Requirements: Please rewrite the part that opens with the line containing "Point to the wooden roof" and closes with the last line, both ends included, keeping the requests. Scale every answer coordinate by 0.2 and round to whole numbers with halves going up, but leave the numbers in the requests and their format samples as they are.

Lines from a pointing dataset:
::::

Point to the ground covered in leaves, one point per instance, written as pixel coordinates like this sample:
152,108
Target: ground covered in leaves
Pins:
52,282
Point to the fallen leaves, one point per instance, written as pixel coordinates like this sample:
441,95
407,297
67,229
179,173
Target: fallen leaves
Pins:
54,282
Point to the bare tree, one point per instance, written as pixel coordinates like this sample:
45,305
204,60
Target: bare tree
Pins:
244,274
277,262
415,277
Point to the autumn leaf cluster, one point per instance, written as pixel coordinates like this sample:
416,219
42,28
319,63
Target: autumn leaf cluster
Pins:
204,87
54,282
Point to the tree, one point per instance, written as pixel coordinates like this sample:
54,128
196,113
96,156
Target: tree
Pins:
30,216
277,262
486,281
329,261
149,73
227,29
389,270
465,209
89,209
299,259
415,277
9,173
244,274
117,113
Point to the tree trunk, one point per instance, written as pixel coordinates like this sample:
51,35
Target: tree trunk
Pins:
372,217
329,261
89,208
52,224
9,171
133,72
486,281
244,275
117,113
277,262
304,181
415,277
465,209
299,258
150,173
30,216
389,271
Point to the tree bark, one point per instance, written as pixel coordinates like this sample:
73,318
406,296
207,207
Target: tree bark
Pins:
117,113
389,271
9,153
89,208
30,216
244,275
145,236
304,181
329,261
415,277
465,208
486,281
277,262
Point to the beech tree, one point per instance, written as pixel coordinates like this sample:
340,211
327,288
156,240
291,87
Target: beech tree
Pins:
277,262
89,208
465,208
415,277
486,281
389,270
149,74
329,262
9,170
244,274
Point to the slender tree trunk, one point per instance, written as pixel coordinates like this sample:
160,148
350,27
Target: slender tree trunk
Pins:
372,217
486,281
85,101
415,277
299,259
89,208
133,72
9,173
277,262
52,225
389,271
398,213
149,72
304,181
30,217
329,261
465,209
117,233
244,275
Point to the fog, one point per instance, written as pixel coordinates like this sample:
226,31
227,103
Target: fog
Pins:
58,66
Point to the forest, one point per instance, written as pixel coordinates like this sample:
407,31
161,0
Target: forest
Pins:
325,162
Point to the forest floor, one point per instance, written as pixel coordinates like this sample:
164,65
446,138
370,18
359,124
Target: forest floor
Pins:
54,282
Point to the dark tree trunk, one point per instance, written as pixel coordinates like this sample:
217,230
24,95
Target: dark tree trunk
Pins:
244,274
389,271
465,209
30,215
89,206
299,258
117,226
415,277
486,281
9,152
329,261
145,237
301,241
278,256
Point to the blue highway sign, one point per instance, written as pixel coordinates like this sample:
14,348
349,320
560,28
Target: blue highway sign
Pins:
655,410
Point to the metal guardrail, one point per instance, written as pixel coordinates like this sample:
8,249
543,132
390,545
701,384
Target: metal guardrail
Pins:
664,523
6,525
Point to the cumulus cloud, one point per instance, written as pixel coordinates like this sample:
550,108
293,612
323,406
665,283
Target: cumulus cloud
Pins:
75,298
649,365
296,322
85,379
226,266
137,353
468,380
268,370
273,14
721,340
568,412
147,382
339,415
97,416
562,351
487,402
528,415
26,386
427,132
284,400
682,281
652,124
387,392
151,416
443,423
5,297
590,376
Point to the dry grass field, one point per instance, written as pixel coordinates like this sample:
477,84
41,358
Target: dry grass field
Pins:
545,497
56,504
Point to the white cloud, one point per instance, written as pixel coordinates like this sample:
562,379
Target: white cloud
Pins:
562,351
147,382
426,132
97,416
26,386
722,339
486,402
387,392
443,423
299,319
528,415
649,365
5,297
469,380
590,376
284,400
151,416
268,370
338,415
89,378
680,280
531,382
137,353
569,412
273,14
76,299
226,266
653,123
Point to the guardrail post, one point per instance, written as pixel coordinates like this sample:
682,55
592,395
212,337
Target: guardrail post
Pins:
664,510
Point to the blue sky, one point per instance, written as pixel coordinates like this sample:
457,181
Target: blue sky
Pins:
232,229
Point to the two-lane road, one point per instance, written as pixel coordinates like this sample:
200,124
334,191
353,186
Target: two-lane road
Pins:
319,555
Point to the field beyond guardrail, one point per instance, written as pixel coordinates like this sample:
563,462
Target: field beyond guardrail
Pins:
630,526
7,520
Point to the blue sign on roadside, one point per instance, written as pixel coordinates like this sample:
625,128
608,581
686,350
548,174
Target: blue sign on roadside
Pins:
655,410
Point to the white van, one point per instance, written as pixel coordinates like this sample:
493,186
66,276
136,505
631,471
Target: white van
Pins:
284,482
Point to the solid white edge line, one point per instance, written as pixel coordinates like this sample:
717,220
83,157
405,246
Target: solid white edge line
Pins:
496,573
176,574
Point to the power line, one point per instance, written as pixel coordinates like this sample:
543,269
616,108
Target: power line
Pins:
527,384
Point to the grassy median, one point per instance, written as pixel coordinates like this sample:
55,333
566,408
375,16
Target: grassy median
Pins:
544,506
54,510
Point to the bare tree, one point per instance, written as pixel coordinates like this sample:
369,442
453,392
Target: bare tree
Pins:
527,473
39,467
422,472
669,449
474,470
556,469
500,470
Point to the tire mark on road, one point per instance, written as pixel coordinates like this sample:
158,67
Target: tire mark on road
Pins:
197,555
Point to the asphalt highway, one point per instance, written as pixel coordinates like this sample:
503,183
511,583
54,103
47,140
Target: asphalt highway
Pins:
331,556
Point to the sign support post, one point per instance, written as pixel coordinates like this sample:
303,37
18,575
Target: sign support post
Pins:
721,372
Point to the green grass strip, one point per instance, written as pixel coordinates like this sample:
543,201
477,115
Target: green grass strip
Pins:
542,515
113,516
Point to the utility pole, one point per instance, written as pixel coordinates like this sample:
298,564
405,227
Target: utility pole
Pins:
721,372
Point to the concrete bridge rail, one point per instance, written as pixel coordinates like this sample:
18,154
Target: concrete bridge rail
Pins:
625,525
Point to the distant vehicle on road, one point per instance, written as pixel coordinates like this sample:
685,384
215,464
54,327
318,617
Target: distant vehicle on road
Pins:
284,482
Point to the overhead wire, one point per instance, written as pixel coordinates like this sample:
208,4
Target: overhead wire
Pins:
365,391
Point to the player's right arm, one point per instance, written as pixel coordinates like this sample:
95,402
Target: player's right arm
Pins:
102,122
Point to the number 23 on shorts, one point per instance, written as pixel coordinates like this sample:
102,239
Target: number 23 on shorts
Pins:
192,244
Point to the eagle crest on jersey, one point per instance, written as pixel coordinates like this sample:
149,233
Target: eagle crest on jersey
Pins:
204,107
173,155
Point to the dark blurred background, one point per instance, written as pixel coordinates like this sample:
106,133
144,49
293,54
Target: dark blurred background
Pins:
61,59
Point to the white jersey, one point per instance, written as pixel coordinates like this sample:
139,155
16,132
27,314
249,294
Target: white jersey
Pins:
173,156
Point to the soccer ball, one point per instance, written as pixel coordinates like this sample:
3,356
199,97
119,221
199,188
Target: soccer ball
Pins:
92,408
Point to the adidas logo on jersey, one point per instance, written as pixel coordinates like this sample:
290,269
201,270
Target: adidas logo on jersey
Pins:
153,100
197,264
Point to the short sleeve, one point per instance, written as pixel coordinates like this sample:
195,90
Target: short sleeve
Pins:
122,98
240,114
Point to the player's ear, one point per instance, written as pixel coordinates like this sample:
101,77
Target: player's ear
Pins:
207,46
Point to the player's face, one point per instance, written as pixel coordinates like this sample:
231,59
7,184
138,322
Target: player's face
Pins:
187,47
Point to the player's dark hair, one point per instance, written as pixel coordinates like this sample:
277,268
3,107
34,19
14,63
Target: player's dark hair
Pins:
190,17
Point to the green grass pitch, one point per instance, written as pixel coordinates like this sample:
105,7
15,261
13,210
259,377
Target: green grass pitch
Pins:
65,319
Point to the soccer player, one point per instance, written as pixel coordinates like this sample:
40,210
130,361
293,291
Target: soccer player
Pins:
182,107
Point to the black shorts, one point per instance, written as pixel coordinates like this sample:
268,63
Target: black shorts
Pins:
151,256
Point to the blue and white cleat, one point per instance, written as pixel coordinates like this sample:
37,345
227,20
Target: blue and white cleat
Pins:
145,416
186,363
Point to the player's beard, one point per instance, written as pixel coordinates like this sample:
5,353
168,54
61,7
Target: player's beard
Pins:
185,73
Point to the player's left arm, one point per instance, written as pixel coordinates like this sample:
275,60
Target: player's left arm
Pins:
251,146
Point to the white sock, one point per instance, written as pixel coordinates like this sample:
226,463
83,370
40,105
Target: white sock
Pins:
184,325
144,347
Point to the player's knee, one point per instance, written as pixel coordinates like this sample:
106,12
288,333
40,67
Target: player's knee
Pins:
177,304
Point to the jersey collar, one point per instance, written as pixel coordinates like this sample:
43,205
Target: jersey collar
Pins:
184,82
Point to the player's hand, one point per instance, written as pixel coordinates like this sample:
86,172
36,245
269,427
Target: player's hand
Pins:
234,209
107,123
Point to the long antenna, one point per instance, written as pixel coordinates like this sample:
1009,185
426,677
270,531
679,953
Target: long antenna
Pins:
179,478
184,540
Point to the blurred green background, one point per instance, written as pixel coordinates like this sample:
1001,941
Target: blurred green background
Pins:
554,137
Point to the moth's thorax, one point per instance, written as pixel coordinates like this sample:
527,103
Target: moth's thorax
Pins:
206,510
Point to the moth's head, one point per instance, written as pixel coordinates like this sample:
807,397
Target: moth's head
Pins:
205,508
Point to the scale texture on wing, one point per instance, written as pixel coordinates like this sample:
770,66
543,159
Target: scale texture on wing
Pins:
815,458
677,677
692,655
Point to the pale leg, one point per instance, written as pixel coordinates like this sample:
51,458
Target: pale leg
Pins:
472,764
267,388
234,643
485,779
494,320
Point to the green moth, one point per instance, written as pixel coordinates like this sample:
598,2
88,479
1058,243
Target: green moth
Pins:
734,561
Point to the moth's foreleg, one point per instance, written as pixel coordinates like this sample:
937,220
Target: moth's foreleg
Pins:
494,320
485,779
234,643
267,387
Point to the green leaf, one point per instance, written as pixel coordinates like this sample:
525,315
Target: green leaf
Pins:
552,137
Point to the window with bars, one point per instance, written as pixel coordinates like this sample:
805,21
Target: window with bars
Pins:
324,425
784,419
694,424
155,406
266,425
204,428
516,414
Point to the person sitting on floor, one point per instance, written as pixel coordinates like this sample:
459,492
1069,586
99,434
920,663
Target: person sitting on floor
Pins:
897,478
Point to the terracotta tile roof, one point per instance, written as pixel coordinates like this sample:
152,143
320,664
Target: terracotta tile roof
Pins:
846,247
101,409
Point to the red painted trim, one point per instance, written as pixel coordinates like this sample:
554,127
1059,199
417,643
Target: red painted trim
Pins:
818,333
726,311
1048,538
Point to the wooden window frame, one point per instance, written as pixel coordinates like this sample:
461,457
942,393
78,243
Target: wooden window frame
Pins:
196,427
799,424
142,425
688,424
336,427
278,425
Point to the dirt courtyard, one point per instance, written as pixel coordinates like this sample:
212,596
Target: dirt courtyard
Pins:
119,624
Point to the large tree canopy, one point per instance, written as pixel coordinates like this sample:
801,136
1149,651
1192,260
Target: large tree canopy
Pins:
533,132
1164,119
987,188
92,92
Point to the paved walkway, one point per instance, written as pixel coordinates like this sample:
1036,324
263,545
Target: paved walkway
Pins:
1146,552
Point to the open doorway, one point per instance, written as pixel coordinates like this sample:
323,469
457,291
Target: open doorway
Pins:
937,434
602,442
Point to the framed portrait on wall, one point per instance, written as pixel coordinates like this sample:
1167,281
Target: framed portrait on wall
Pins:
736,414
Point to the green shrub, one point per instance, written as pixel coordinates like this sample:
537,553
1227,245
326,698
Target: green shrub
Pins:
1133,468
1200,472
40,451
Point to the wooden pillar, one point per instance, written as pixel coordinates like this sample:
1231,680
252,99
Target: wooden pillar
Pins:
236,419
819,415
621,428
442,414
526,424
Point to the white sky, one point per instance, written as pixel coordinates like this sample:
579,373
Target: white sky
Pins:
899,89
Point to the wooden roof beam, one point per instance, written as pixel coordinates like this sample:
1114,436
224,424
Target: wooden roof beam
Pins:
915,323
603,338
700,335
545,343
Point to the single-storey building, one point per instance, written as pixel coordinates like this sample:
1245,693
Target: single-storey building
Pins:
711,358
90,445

::::

Written reply:
Point to the wooden roof beam, one point per instance, written as pixel coordinates like this sample:
1114,436
224,424
Target: wooden roof beam
Pins:
183,65
121,68
140,67
109,69
Point to the single-storey building, one point per instance, written as pixel coordinates like this sample:
1245,693
Target: single-storey building
Pins:
142,72
18,89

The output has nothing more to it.